## [Task data]
----------------

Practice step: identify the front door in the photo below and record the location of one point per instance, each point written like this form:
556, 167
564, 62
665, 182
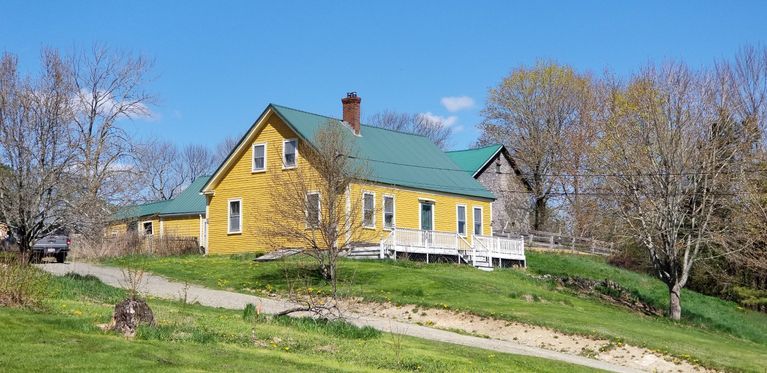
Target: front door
427, 223
427, 216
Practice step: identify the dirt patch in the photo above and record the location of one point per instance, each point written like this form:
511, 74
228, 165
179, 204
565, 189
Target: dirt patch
608, 291
614, 352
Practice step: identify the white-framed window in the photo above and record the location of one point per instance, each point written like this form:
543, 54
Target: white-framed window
368, 210
259, 157
313, 214
147, 228
388, 212
289, 153
477, 220
234, 220
460, 213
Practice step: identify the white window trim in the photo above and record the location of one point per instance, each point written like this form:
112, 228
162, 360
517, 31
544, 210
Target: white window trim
373, 226
393, 211
431, 202
229, 216
143, 230
253, 168
284, 166
481, 220
465, 220
319, 208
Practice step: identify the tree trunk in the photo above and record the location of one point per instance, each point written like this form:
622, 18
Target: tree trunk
674, 302
539, 214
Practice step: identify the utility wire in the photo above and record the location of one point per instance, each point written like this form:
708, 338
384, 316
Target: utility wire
565, 174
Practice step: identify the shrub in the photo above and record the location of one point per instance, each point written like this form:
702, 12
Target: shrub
21, 284
337, 328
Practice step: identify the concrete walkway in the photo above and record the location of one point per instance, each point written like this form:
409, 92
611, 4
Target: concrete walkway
162, 288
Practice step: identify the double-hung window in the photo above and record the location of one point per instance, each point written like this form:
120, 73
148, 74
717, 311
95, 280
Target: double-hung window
259, 157
235, 216
388, 212
461, 219
312, 209
478, 220
290, 153
368, 210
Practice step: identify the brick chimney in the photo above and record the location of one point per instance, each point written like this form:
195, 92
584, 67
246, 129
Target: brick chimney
351, 105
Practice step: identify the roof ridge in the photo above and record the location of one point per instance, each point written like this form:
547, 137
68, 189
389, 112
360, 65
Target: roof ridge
341, 120
304, 111
473, 149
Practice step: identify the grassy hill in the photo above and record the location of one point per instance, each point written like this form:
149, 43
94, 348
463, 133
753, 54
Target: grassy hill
713, 332
64, 335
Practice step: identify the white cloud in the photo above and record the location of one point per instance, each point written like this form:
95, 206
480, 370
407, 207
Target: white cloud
445, 121
457, 103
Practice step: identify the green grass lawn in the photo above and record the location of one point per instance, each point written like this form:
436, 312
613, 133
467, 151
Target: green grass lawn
64, 335
713, 332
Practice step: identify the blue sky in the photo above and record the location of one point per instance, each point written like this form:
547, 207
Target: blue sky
218, 64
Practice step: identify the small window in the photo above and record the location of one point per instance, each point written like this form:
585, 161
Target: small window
259, 157
148, 228
388, 212
289, 153
235, 216
368, 210
478, 220
461, 219
312, 209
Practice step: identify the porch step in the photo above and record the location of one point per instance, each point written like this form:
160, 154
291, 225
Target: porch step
483, 265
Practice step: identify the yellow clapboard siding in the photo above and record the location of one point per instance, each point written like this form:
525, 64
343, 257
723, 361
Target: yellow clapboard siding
253, 189
116, 229
407, 209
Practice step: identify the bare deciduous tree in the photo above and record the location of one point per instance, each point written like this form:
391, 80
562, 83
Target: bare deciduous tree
196, 160
670, 144
108, 89
39, 186
311, 206
165, 170
418, 124
531, 112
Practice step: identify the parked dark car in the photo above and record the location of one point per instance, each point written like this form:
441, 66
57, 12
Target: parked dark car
55, 245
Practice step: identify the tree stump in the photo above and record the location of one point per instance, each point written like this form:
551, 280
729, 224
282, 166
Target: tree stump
131, 313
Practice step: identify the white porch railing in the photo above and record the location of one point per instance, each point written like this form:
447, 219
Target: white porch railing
482, 249
500, 247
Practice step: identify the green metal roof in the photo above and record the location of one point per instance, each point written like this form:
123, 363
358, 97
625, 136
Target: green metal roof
136, 211
190, 201
393, 157
472, 160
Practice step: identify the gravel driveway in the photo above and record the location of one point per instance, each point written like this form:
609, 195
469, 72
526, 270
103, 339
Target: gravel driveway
161, 287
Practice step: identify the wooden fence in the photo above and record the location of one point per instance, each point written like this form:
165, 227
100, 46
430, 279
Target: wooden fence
555, 241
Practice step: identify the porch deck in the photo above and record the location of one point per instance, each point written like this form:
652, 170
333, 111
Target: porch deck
483, 252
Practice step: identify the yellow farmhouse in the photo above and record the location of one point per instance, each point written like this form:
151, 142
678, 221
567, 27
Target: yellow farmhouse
182, 216
423, 202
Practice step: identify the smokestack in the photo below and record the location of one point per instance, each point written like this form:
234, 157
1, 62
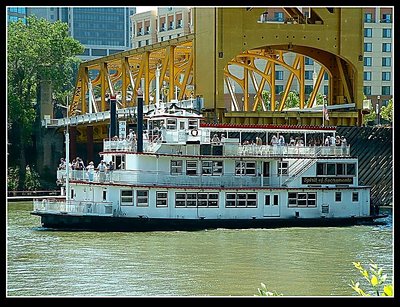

----------------

## [Task brief]
Please pick out every line of the records that contains the word "door", where uppercase and lowercase count as different.

## [Expected answer]
Practice step: identify the front door in the photo below and record the location of one point per instance, each point written like this form:
Target: front door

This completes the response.